Starting from the bottom left, a list of predictions from each program is presented by increasing RMSD values against the native structure in the counterclockwise direction. (A) 3-way junction of the TPP riboswitch (PDB 2GDI) with family type A and coaxial stacking between helices H_{1} and H_{2}. Based on these examples, RNAJAG predicts most accurately followed by NAST, and FARNA. (B) 4-way junction of tRNA (PDB 2DU3) with family type cL and coaxial stacking between helices H_{1} and H_{4}, and H_{2} and H_{3}. After RNAJAG, NAST predicts most accurately followed by FARNA.

We now analyze these RNAJAG results for a set of 13 representative RNAs of diverse sizes and functions (Table 1) by the same cross-validation procedure (leave-one-out). Correct junction topology classification is critical to achieve native-like graphs. Among the correct predictions for the junction topology in 3 and 4-way junctions are, for instance, the riboswitch (PDB 2GDI) and tRNA (PDB 2DU3), yielding best RMSD values of 1.98Å and 2.01Å, respectively.

An example of a misclassification involves the tRNA (PDB 2FK6); it was assigned to a family A, but the native RNA structure forms a D-loop/T-loop motif (loop-loop tertiary interaction commonly observed in tRNA [53]) outside the junction domain that stabilizes its structural configuration as a family C (see Figure 9). Such misclassifications also occur for coaxial stacking; the hammerhead ribozyme (PDB 2QUS) was correctly classified in family type, but the coaxial stacking was predicted as H_{1}H_{2} instead of H_{1}H_{3}. Finally, the signal recognition particle (PDB 1LNG) is incorrectly predicted, perhaps due to the small loop size differences, 1 *nt*, between H_{1}H_{2} and H_{1}H_{3} (see Figure 9).

----------

§ **TASK OBJECTIVE**: Please resume the passage on RNAJAG junction predictions, picking up right after its final sentence about the signal recognition particle.

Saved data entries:
----------

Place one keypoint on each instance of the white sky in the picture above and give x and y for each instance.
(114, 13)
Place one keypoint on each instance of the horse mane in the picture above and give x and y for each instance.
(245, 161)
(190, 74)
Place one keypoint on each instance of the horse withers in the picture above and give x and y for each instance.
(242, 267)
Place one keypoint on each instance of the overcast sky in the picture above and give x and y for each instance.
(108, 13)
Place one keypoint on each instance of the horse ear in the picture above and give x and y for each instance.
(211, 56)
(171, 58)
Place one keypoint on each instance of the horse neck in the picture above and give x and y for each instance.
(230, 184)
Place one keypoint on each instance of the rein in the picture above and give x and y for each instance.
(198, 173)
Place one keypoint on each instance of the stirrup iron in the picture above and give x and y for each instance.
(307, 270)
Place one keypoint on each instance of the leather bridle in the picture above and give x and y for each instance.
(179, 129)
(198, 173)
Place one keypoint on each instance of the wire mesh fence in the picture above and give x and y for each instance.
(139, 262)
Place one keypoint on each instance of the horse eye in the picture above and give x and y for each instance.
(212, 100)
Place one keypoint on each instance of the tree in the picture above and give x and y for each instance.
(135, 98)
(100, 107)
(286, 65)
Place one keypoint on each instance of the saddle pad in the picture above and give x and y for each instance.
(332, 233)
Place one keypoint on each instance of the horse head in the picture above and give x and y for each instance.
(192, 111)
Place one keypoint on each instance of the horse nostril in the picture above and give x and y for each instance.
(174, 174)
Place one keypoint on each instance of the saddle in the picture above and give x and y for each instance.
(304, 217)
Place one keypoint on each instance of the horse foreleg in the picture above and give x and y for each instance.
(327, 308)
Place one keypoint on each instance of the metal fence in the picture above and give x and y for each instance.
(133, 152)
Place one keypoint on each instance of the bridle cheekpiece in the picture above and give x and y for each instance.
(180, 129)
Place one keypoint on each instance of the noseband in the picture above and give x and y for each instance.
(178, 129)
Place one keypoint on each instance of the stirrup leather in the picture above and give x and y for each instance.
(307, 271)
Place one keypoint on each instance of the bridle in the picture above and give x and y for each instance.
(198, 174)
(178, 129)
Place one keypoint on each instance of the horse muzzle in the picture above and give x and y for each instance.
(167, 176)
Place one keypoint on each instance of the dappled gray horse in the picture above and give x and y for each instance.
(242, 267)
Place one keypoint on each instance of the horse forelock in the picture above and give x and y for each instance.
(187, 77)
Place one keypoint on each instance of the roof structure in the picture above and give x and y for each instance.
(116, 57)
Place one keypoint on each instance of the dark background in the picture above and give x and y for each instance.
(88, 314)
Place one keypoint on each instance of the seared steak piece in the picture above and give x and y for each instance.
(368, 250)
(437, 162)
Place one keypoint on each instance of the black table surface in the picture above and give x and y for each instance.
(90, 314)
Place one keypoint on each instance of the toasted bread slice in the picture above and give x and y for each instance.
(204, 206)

----------

§ **RESPONSE TO THIS EXERCISE**:
In each column from left to right, PDB entry, junction type, native structure, graph from native structure, and graph from RNAJAG are shown.

Most RMSD values fall below 7Å except for the three examples (ribozyme (2QUS), SRP (1LNG), and riboswitch (2GIS)) that are within the range of 9 to 13Å. Similarly, most MaxAngle values fall below 75°, except for the two examples (tRNA (2KF6) and ribozyme (2QUS)) that have values higher than 159° due to incorrect topology predictions. The graphs (corresponding to RNAs listed in Table 1) are shown in Figure 9 for both the native structures and RNAJAG models.

### Comparison with other prediction methods

To compare the performance of RNAJAG with other programs, we made use of programs such as MC-Sym [16], NAST [15], and FARNA [13] to produce models from a selected set of 13 RNA junctions. The junctions consist of 3- and 4-way junctions and represent diverse features including nucleotide length and topology. To make comparisons at the graph level, we translate all predicted atomistic models into tree graphs using our graph definition (Figure 4, see details on ‘Materials and Methods’), and compute RMSD and MaxAngle against the corresponding graphs of native structures (graph from predicted structure vs. graph from crystal structure). The results are presented in Table 2 and the distributions in Figure S4.

Although comparative RMSD values with respect to graphs and atomic models are not interchangeable, they are closely correlated as discussed in ‘Materials and Methods.’ Our statistical analysis uncovers the relationship between atomic models and their translated graphs, indicating that atomic models are well described in highly coarse-grained models (Figure 6).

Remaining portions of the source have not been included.